WHAT TO PRODUCE:
Edit the entries below by changing every "Target" to "Label" and leaving everything else unchanged.

RECORDS SUPPLIED:

◇ ◇ ◇ ◇ ◇

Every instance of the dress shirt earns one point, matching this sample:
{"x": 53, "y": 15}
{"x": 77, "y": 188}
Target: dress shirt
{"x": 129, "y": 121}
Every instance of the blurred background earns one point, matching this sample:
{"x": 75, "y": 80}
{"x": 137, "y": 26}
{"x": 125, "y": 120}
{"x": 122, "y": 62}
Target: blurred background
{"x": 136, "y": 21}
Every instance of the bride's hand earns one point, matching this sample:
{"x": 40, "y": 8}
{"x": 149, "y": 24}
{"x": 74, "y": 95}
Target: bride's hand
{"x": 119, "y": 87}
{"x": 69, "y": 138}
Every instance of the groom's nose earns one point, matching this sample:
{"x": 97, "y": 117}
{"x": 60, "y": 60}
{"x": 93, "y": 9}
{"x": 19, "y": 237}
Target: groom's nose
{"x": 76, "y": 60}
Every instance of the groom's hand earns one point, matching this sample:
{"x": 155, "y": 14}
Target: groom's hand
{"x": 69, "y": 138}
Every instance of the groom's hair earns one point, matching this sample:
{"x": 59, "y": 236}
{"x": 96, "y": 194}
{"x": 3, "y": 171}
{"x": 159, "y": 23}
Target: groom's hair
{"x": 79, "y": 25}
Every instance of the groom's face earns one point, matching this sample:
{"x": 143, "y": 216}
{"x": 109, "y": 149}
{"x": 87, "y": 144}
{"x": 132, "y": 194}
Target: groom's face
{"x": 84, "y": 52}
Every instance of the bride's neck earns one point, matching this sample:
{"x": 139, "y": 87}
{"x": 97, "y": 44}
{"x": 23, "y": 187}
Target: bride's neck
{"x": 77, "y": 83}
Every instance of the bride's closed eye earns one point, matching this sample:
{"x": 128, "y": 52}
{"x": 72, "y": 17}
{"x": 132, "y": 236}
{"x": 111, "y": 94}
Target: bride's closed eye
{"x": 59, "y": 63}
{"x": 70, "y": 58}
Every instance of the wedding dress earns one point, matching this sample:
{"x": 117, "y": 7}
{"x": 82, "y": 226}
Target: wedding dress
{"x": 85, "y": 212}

◇ ◇ ◇ ◇ ◇

SOLUTION TO THIS EXERCISE:
Every instance of the dress shirt earns one point, matching this sample:
{"x": 53, "y": 15}
{"x": 77, "y": 188}
Label: dress shirt
{"x": 129, "y": 121}
Every instance of the blurred background earns one point, matching this sample:
{"x": 75, "y": 80}
{"x": 137, "y": 26}
{"x": 125, "y": 120}
{"x": 122, "y": 62}
Label: blurred background
{"x": 136, "y": 21}
Every instance of the bride's hand earns one point, matching this sample:
{"x": 40, "y": 8}
{"x": 149, "y": 24}
{"x": 74, "y": 95}
Label: bride's hand
{"x": 119, "y": 87}
{"x": 69, "y": 138}
Every instance of the groom's nose earns one point, matching this sample:
{"x": 97, "y": 117}
{"x": 60, "y": 60}
{"x": 93, "y": 9}
{"x": 19, "y": 237}
Label: groom's nose
{"x": 76, "y": 60}
Every instance of the groom's hand earns one point, matching this sample:
{"x": 155, "y": 14}
Label: groom's hand
{"x": 69, "y": 138}
Every instance of the groom's hair earns one point, matching this sample:
{"x": 59, "y": 236}
{"x": 96, "y": 194}
{"x": 3, "y": 171}
{"x": 159, "y": 23}
Label: groom's hair
{"x": 79, "y": 25}
Every instance of the groom's face earns one point, matching this sample:
{"x": 143, "y": 216}
{"x": 109, "y": 149}
{"x": 87, "y": 144}
{"x": 132, "y": 194}
Label: groom's face
{"x": 84, "y": 52}
Every instance of the bride's neck earns one point, matching this sample:
{"x": 139, "y": 87}
{"x": 97, "y": 44}
{"x": 23, "y": 187}
Label: bride's neck
{"x": 77, "y": 83}
Every instance of the bride's closed eye earns one point, matching this sample:
{"x": 128, "y": 52}
{"x": 72, "y": 17}
{"x": 132, "y": 236}
{"x": 111, "y": 94}
Label: bride's closed eye
{"x": 59, "y": 63}
{"x": 70, "y": 58}
Every instance of the wedding dress earns one point, matching this sample:
{"x": 117, "y": 7}
{"x": 82, "y": 226}
Label: wedding dress
{"x": 85, "y": 212}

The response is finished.